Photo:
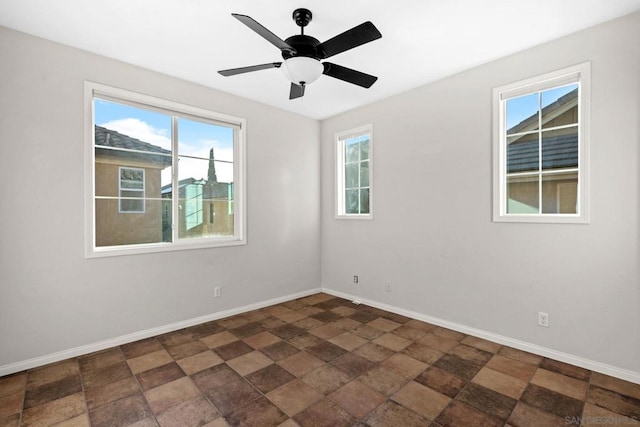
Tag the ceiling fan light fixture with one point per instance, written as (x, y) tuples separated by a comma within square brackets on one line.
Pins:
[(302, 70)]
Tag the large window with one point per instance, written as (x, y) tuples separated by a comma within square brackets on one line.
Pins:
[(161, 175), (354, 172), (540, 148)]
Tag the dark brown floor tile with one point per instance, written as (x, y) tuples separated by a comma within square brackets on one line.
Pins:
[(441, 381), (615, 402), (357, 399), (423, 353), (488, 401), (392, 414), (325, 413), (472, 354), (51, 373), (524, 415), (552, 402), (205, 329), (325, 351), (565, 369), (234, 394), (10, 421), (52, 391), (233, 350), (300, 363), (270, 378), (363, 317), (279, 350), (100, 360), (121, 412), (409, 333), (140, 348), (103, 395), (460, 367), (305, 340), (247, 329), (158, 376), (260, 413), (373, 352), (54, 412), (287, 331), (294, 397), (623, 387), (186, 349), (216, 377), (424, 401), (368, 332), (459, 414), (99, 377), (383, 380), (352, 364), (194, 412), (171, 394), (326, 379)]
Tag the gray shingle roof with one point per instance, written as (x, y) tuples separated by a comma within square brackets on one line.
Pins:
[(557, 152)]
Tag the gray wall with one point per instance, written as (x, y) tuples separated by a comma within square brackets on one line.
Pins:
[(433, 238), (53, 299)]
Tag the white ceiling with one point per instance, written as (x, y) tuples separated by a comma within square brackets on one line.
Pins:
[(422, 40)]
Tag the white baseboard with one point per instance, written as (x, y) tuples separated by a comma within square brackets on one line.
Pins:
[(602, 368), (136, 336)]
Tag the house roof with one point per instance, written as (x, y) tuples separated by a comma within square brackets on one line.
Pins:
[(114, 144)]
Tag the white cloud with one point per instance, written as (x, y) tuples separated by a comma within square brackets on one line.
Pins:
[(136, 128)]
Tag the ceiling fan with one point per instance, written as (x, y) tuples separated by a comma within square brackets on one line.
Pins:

===============

THE TASK:
All of the entries must be reproduced exactly, apart from the pictures, which are to be dropped.

EXERCISE RESULT:
Photo:
Tag the ceiling fan light fixture with one point per instance, written as (x, y) tuples separated by a comma within square brackets on one line.
Pins:
[(302, 70)]
Tag the large window with one point per instance, written as (x, y) tuples separated by a comma within square brackets on one line.
Pins:
[(161, 175), (354, 172), (540, 148)]
Tag the dark brown floor tile with one point per instance, written as (x, y) tuples separated by a comma within square brackets on one line.
Pins:
[(441, 381), (615, 402), (357, 399), (423, 353), (488, 401), (392, 414), (325, 413), (472, 354), (51, 373), (524, 415), (552, 402), (205, 329), (325, 351), (565, 369), (234, 394), (10, 421), (52, 391), (233, 350), (300, 363), (270, 378), (363, 317), (279, 350), (100, 360), (121, 412), (409, 333), (140, 348), (103, 395), (460, 367), (305, 340), (247, 329), (158, 376), (260, 413), (373, 352), (54, 412), (287, 331), (294, 397), (623, 387), (186, 349), (216, 377), (424, 401), (368, 332), (459, 414), (99, 377), (383, 380), (352, 364), (194, 412), (171, 394), (326, 379)]
Tag the gray shingle roof with one point per instance, written as (x, y) tuples separated by a comma within square brackets on one line.
Pins:
[(557, 152)]
Tag the gray wall with one point per instance, written as (x, y) tuples separated by a comma within square brackets on one line.
Pins:
[(433, 238), (53, 299)]
Tag the white ceiling with one point per instance, written as (x, y) tuples separated by a comma within square brackets on one line.
Pins:
[(422, 40)]
Tag the white baseboard with one point per instance, written as (x, y) tuples separated by a comma within square brackets on one line.
Pins:
[(602, 368), (136, 336)]
Tag the house roof with one point per instance, written as (x, y) tuples separated by a comma within square brackets on one line.
Pins:
[(114, 144)]
Tag the white cloud with one point per instance, written as (x, y) tuples separated by a comma within square brackets on one line.
Pins:
[(136, 128)]
Tag the ceiling fan with one point per instance, written as (x, y) tuples separated by a comma within square brackets on one line.
Pins:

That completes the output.